Saved entries

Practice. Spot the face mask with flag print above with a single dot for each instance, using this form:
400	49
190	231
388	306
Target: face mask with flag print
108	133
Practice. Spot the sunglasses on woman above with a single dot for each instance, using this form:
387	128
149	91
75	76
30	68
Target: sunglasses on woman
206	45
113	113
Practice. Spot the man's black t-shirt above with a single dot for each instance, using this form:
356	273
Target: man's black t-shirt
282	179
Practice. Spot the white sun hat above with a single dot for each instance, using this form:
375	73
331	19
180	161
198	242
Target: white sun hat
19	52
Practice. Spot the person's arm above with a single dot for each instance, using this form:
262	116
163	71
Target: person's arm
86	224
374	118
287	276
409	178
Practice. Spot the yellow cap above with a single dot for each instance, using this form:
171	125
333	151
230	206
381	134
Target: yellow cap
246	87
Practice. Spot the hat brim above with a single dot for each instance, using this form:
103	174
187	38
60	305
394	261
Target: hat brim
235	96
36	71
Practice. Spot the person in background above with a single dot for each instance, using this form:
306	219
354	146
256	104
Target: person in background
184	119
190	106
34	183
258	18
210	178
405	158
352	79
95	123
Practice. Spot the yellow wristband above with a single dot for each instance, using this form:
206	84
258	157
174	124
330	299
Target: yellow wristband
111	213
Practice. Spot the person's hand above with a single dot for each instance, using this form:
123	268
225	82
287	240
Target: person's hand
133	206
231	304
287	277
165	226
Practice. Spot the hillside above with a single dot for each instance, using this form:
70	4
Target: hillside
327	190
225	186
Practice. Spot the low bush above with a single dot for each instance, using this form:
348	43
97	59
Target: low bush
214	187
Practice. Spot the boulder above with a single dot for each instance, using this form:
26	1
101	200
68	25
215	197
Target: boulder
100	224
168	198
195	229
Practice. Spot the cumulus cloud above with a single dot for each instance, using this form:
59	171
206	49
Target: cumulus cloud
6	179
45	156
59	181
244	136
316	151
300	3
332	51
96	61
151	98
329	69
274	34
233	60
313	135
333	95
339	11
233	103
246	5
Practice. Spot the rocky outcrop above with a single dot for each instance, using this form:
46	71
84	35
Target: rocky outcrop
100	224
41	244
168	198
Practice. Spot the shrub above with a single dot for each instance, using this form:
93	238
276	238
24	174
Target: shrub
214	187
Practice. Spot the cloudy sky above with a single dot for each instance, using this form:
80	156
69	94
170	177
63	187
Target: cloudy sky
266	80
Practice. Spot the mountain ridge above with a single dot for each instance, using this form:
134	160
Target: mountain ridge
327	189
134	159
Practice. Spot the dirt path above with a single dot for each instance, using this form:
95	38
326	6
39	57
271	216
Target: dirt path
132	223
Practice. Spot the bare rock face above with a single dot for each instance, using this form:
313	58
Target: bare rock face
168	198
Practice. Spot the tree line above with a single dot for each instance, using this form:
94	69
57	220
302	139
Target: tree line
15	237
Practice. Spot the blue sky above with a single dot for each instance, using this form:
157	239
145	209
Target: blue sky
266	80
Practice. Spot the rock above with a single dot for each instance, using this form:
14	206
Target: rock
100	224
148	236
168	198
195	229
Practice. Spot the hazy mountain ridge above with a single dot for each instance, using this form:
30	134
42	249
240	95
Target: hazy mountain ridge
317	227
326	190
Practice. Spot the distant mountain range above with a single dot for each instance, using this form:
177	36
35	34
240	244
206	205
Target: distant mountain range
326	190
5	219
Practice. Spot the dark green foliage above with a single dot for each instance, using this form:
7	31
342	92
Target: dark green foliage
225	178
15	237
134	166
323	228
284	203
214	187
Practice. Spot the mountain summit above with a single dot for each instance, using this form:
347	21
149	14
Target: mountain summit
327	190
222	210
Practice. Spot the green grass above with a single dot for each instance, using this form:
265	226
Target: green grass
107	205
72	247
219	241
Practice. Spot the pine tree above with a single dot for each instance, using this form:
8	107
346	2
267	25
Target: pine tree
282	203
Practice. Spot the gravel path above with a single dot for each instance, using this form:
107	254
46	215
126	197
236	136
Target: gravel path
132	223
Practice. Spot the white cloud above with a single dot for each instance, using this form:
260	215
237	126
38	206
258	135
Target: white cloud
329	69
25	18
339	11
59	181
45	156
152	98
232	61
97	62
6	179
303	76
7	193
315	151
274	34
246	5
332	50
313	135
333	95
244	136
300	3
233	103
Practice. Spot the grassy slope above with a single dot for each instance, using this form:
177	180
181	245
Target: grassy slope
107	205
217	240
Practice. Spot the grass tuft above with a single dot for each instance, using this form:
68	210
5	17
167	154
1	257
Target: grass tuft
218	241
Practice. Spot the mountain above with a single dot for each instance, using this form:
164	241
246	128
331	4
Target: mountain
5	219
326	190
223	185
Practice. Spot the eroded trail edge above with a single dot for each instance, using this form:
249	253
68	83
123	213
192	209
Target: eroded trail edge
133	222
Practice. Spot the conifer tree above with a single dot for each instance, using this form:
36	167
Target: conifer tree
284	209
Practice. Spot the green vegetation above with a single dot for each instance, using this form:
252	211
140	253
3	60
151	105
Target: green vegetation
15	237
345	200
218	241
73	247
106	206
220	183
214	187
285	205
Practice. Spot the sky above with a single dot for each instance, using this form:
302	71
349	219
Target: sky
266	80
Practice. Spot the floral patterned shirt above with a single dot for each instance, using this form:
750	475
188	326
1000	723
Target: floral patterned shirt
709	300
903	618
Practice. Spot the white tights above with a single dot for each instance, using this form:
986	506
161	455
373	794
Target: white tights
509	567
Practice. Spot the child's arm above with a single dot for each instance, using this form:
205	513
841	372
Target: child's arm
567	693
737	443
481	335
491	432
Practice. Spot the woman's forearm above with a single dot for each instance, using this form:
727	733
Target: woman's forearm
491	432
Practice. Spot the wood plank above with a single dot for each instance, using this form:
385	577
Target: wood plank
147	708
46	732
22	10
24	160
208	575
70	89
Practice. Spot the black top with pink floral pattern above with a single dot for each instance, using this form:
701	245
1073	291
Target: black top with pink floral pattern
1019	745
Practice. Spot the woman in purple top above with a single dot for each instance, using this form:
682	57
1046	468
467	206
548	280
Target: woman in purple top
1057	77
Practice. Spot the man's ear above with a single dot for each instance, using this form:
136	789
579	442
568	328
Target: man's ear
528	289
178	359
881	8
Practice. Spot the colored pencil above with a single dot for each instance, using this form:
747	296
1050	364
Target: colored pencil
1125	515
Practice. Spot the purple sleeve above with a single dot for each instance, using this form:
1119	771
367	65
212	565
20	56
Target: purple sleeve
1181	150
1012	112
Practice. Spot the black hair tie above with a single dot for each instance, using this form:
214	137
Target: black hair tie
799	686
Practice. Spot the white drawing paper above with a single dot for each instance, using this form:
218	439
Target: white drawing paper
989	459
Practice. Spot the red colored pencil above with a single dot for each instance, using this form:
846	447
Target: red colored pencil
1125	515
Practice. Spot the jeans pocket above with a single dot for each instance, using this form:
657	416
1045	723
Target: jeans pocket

## Exercise directions
Reproduce every record, matching each line exactly.

## Reply
Practice. Spot the face mask with flag print above with a single dot for each instance, using this form:
400	49
190	231
388	306
Target: face mask with flag print
108	133
Practice. Spot the sunglasses on woman above with a single dot for each instance, using this form:
387	128
149	91
75	76
30	68
Target: sunglasses on woman
206	45
113	113
Practice. Spot the man's black t-shirt above with a single dot for each instance, using this form:
356	273
Target: man's black t-shirt
282	179
Practice. Spot the white sun hat above with a single dot for each instance, using this form:
375	73
331	19
180	161
198	242
Target: white sun hat
19	52
Practice. Spot the person's arm above with a single dot for each instance, using this form:
262	116
163	71
Target: person's arm
86	224
374	118
287	276
409	178
Practice. Spot the yellow cap above with a single dot for each instance, using this form:
171	125
333	151
230	206
381	134
Target: yellow cap
246	87
Practice. Spot the hat brim above with a single dot for each instance, using this form:
103	174
187	38
60	305
394	261
Target: hat brim
235	96
36	71
Practice. Spot the person in background above with a single dot for each instance, using this form:
306	219
354	146
256	104
Target: person in background
184	119
190	106
34	183
258	18
210	178
405	158
352	79
95	123
Practice. Spot the yellow wristband above with a single dot for each instance, using this form:
206	84
258	157
174	124
330	299
Target: yellow wristband
111	213
Practice. Spot the person's hand above with a single dot for each instance, using this form:
123	268
225	82
287	240
Target: person's hand
133	206
231	304
287	277
165	226
Practice. Spot the hillside above with a single dot for each instance, using this form:
70	4
Target: hillside
327	190
225	186
Practice. Spot the low bush above with a single dot for each instance, using this form:
348	43
97	59
Target: low bush
214	187
Practice. Spot the boulder above with a single dot for each instance, using this form:
26	1
101	200
68	25
215	197
Target: boulder
100	224
168	198
195	229
Practice. Spot the cumulus cloud above with a single dot for each instance, using this form:
59	171
206	49
Target: cumulus cloud
6	179
45	156
59	181
244	136
316	151
300	3
332	51
96	61
151	98
329	69
274	34
233	60
313	135
333	95
339	11
233	103
246	5
Practice. Spot the rocky outcrop above with a single dot for each instance, using this form:
46	71
84	35
Target: rocky outcrop
100	224
41	244
168	198
Practice. Spot the shrub above with a single dot for each instance, using this form:
93	238
276	238
24	174
Target: shrub
214	187
Practice. Spot the cloudy sky above with a single dot for each instance, using this form:
80	156
69	94
170	177
63	187
Target: cloudy sky
266	80
Practice. Spot the mountain ridge above with a single dot for each instance, using this form:
134	160
Target: mountain ridge
327	189
134	159
Practice. Spot the dirt path above with a single dot for each instance, using this form:
95	38
326	6
39	57
271	216
Target: dirt path
132	223
Practice. Spot the bare rock face above with a single dot for each instance, using this form:
313	58
Target: bare rock face
168	198
Practice. Spot the tree line above with a single dot for each instance, using this form:
94	69
57	220
302	139
Target: tree line
15	237
Practice. Spot the blue sky above with a single dot for each instance, using this form:
157	239
145	209
Target: blue sky
266	80
Practice. Spot the rock above with a single dot for each instance, using this form:
14	206
Target: rock
100	224
148	236
168	198
195	229
Practice. Spot the hazy mountain ridge above with a single dot for each instance, using this form:
30	134
42	249
240	95
Target: hazy mountain ridge
317	227
326	190
Practice. Spot the distant mountain range above with a single dot for each instance, using this form:
177	36
35	34
240	244
206	205
Target: distant mountain range
326	190
5	219
Practice. Spot the dark green foliage above with a single dot for each instance, using this form:
7	31
342	92
Target: dark green foliage
225	178
15	237
134	166
323	228
284	203
214	187
Practice. Spot the mountain summit above with a single dot for each instance, using this form:
347	21
149	14
Target: mountain summit
327	190
222	210
Practice. Spot the green grass above with a single dot for each instance, using this form:
265	226
Target: green grass
107	205
72	247
219	241
Practice. Spot the pine tree above with a single dot for each instance, using this form:
8	107
346	2
267	25
Target: pine tree
282	203
Practice. Spot the gravel path above with a single dot for each instance, using this form:
107	254
46	215
126	197
236	136
Target: gravel path
132	223
Practice. Spot the white cloud above with a single dot for each instance, using this form:
260	215
237	126
38	206
258	135
Target: white cloud
329	69
25	18
339	11
59	181
45	156
152	98
232	61
97	62
6	179
303	76
7	193
315	151
274	34
246	5
332	50
313	135
333	95
244	136
300	3
233	103
Practice. Spot the grassy slope above with a single dot for each instance, using this form:
177	180
181	245
Target: grassy slope
107	205
217	240
Practice. Spot the grass tuft above with a single dot for each instance, using this form:
68	210
5	17
167	154
1	257
Target: grass tuft
218	241
Practice. Spot the mountain above with a single dot for each instance, using this form:
164	241
246	128
331	4
Target: mountain
5	219
326	190
223	185
Practice. Spot the eroded trail edge above with a single dot for each instance, using this form:
249	253
68	83
123	213
192	209
Target: eroded trail edge
133	222
Practice. Spot the conifer tree above with a single dot for each instance, using this form:
36	167
Target: conifer tree
284	209
Practice. Spot the green vegetation above with a single dot for each instance, using this form:
252	211
140	253
3	60
151	105
Target: green vegetation
15	237
345	200
218	241
73	247
106	206
220	183
214	187
285	205
Practice. Spot the sky above with a single dot for each instance, using this form:
302	71
349	219
Target: sky
266	80
Practice. Spot the floral patterned shirt above with a single dot for each instance, using this form:
750	475
188	326
1000	723
Target: floral patterned shirt
709	300
903	618
Practice. Spot the white tights above with a single dot for each instance, using this form:
986	506
161	455
373	794
Target: white tights
509	567
Practice. Spot the child's arm above with a single dot for each instance, using this form:
205	513
841	372
Target: child's arm
567	693
737	443
481	335
491	432
Practice. Spot the woman's forearm above with a single dot for each instance, using this form:
727	733
Target: woman's forearm
491	432
Practice. Spot the wood plank above with a single dot for each instance, using this form:
385	577
Target: wood plank
147	708
46	732
22	10
24	160
208	575
70	89
Practice. Spot the black top with pink floral pattern above with a single dot for each instance, using this form:
701	245
1073	291
Target: black top with pink floral pattern
1019	745
Practice. Spot the woman in purple top above with a single dot for each instance, using this form:
682	57
1046	468
467	206
548	280
Target: woman in purple top
1057	77
Practice. Spot the man's ear above with a single dot for each instance, using this form:
136	789
579	442
568	328
Target: man's ear
528	289
178	359
881	8
Practice. Spot the colored pencil above with a single dot for each instance, using this form:
747	296
1050	364
Target: colored pencil
1125	515
Practice. Spot the purple sleeve above with a single dot for each instance, using this form:
1119	771
367	65
212	565
20	56
Target: purple sleeve
1181	150
1012	112
Practice. Spot the black hair tie above with a single dot for each instance, using this form:
214	137
Target: black hair tie
799	686
Practice. Spot the white drawing paper above with a single dot for each instance, using this form:
218	439
Target: white drawing paper
989	459
Practice. Spot the red colored pencil above with a single dot for each instance, using this form:
846	447
Target: red colored pencil
1125	515
Practice. Spot the jeans pocket above with a single dot for each instance, using this form:
657	416
1045	723
Target: jeans pocket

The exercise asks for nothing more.